[Dataset entries]
▬▬▬

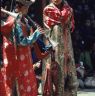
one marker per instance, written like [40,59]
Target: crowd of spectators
[83,36]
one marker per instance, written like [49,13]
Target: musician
[17,68]
[59,23]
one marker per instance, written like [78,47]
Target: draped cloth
[18,68]
[58,24]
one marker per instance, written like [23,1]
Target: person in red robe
[61,80]
[17,70]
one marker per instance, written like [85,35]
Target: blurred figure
[59,23]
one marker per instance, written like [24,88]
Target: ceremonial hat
[26,2]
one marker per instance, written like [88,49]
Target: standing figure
[18,36]
[59,23]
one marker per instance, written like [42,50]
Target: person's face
[21,8]
[56,2]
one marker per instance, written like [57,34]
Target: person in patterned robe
[59,23]
[17,70]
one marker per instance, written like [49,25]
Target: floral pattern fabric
[18,68]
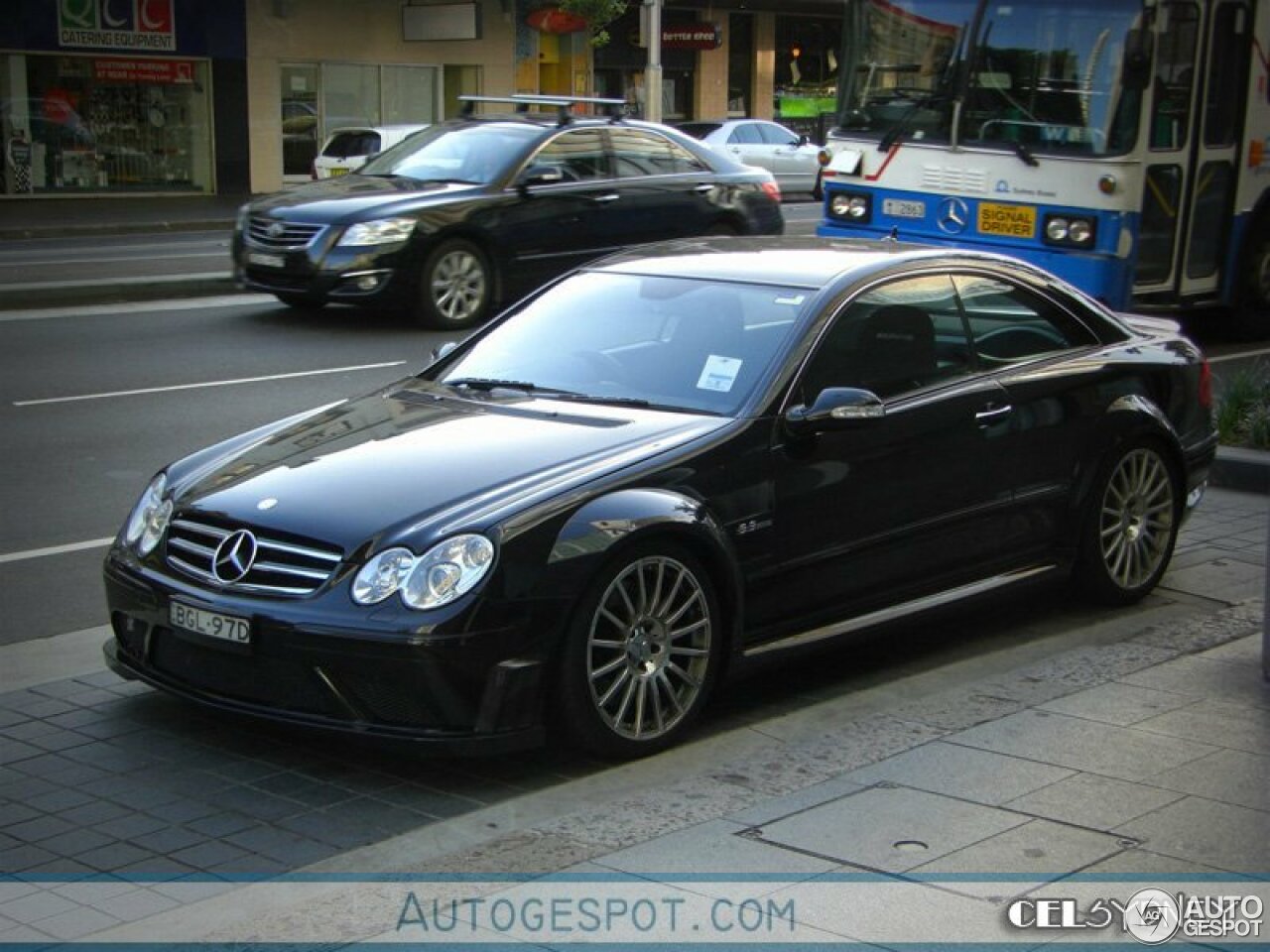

▬▬▬

Return every line above in which the string "instance" occurs.

◆ **Your solution**
one marker per instance, written like [40,59]
one marker per instance, written like [49,13]
one marker per instance, written like [78,47]
one marker per instance, written like [23,1]
one marker per instance, written like [85,35]
one marker per instance, written like [24,88]
one marker per instance, written like [88,49]
one marker per instance, written like [42,50]
one marker per instance, written like [57,34]
one marker per instance, written like [49,25]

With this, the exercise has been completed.